PCVI News - Fall 2017


Welcome to the fall edition of the Policy Centre for Victim Issues (PCVI) Newsletter. In this edition, we provide a recap of Victims and Survivors of Crime Week 2017 and share information about the Government of Canada’s efforts to improve the criminal justice system’s responses to adult survivors of sexual assault. We also provide a summary of the Victims and Survivors of Crime Roundtable held in Ottawa on June 1, 2017, which was part of Minister Wilson-Raybould’s criminal justice system review. Finally, we provide an update on Justice Canada’s Family Information Liaison Unit (FILU) initiative for families of missing and murdered Indigenous women and girls.

PCVI is interested in your feedback and ideas for this Newsletter. If you have a story to share, information to pass on to colleagues in the field of victim issues, or suggestions for improvement, please contact us at PCVI-CPCV@justice.gc.ca.

Victims and Survivors of Crime Week 2017 – “Empowering Resilience”

The twelfth annual Victims and Survivors of Crime Week 2017 was commemorated across Canada from May 28 to June 3 under the theme of “Empowering Resilience.” Justice Canada supported 193 projects and events that took place during the Week, for a total investment of over $1.2 million. Events were held in every province and in the territories. The map of events can be found here: http://www.victimsweek.gc.ca/map-carte/events-evene.aspx

As in past years, the PCVI hosted a federal symposium to launch Victims Week. This year, in an effort to make the event accessible to victim-serving professionals from different parts of the country, the event was held in Calgary, Alberta, on May 29. In addition, the plenary sessions and workshops were live-streamed in both official languages. The agenda for the symposium can be found here: http://www.victimsweek.gc.ca/symp-colloque/program.html.

MATERIAL PROVIDED:
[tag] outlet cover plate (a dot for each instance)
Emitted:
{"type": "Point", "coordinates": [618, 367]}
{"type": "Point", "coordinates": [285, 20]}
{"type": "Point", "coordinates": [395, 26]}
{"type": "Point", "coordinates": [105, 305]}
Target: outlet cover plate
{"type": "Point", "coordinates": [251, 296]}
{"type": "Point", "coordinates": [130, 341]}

STATED PROBLEM 1:
Return the passage of the PCVI newsletter starting at "PCVI is interested" and ending at "us at PCVI-CPCV@justice.gc.ca.", copied word for word.
STATED PROBLEM 2:
According to the PCVI newsletter, in which city was the federal symposium held to launch Victims Week 2017?

CORRECT RESULT 1:
PCVI is interested in your feedback and ideas for this Newsletter. If you have a story to share, information to pass on to colleagues in the field of victim issues, or suggestions for improvement, please contact us at PCVI-CPCV@justice.gc.ca.

CORRECT RESULT 2:
Calgary, Alberta